**DATA EXTRACT:**
-=-=-

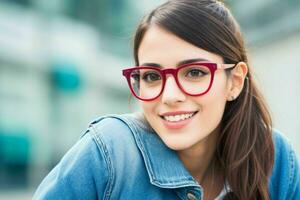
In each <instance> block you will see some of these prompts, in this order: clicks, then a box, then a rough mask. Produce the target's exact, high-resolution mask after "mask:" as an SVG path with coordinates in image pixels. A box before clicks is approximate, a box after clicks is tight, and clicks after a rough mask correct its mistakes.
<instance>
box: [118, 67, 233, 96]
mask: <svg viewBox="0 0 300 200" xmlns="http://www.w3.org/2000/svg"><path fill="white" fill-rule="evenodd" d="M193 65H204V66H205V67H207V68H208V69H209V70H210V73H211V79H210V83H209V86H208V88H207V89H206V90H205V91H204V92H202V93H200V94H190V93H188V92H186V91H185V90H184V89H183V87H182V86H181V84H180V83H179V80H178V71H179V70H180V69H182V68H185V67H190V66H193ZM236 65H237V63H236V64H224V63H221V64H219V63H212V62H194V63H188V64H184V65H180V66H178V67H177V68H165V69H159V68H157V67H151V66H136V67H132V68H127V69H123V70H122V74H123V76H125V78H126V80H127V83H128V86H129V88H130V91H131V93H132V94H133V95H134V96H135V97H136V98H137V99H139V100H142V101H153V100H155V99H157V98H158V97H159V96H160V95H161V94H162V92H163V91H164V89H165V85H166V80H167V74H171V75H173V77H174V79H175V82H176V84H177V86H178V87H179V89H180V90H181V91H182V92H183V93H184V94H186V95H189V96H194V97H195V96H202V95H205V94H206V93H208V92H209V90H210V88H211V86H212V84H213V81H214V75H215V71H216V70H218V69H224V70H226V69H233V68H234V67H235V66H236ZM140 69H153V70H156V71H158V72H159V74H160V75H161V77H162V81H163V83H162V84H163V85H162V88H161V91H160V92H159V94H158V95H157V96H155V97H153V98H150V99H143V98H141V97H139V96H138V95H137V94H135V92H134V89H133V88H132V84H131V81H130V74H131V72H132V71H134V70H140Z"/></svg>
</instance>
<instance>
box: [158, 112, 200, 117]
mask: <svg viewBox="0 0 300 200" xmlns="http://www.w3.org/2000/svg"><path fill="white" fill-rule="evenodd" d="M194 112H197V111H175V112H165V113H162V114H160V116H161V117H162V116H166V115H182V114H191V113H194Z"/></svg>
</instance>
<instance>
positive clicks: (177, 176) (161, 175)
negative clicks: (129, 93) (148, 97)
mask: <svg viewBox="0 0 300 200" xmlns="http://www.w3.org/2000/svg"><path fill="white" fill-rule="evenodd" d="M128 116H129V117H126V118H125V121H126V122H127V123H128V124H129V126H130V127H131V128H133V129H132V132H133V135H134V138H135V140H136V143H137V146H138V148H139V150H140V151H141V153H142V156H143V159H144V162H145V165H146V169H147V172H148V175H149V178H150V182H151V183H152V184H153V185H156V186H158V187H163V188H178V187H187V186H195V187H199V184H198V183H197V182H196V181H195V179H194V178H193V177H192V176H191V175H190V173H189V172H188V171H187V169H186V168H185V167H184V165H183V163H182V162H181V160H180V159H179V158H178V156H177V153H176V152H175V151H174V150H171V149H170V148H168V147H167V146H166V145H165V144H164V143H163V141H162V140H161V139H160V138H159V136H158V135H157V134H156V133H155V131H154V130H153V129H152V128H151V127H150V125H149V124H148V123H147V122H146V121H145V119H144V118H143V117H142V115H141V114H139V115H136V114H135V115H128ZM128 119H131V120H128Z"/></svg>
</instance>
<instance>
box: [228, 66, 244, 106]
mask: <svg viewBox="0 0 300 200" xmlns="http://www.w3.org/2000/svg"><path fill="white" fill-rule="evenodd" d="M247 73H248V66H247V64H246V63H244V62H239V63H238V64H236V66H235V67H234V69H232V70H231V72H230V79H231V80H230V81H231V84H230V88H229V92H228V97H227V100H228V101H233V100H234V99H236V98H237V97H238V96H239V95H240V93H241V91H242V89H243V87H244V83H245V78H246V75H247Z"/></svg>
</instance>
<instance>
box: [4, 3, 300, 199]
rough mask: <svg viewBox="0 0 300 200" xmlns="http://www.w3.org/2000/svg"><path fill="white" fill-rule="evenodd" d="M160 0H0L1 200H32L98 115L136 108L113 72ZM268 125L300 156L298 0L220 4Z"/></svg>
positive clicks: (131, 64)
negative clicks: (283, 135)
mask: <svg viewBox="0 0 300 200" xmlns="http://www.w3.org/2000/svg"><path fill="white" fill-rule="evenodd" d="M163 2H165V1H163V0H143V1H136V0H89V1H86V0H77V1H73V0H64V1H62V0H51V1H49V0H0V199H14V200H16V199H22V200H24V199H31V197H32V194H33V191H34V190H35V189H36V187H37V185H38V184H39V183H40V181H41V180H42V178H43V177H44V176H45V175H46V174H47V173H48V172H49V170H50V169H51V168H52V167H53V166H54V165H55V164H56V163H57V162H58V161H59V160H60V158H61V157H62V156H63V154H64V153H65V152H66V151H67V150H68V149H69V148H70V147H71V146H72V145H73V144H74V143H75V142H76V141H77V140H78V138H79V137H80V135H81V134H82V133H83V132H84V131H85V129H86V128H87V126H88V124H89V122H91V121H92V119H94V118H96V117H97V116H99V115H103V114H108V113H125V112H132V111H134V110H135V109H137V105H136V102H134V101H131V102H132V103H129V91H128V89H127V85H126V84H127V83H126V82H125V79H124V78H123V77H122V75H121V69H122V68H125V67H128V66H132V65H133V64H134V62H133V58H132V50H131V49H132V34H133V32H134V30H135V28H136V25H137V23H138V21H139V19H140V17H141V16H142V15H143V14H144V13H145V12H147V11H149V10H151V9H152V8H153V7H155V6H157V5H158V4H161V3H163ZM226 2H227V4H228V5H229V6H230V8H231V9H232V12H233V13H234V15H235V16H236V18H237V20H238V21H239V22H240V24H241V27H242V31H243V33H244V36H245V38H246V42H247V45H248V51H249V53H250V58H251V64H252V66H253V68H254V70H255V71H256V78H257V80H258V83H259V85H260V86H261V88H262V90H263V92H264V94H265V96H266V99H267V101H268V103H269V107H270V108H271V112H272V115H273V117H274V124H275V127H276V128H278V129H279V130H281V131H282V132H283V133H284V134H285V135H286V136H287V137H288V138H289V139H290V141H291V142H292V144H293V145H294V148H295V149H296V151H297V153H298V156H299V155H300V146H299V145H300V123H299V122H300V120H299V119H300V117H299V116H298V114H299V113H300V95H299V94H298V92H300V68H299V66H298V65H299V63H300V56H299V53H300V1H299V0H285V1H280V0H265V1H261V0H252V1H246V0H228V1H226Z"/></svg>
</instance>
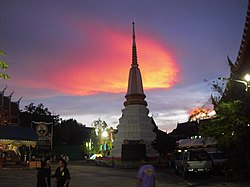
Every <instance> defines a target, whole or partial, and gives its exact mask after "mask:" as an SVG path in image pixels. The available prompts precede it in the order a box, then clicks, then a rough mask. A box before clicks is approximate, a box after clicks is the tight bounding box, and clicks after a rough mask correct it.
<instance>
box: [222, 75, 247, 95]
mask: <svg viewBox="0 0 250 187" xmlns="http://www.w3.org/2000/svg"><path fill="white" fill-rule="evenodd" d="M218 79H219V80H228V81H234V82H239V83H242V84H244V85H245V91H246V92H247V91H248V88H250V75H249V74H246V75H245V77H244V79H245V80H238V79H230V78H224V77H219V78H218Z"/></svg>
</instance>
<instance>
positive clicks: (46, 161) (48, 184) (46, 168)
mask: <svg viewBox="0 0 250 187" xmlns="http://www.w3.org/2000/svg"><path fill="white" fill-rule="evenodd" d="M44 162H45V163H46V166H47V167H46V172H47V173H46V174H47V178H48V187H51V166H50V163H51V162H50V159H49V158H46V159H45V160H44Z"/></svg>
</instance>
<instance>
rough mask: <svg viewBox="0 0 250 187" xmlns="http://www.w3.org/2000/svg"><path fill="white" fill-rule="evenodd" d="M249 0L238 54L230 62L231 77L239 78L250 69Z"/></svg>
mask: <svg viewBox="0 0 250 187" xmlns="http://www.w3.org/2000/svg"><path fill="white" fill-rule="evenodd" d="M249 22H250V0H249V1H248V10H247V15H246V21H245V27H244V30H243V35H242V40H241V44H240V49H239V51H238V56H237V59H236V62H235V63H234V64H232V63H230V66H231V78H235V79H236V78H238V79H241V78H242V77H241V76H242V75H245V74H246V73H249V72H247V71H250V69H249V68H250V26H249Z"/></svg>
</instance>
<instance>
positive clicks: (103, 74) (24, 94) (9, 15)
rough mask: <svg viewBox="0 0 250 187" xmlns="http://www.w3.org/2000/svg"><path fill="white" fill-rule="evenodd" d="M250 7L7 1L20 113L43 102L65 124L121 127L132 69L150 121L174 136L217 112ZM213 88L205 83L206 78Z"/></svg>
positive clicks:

-=-=-

**REQUIRED WORK:**
Extract every line of the entries above that contains the string "negative", matching case exactly.

**PROBLEM SOLUTION:**
negative clicks: (129, 93) (148, 97)
negative clicks: (283, 135)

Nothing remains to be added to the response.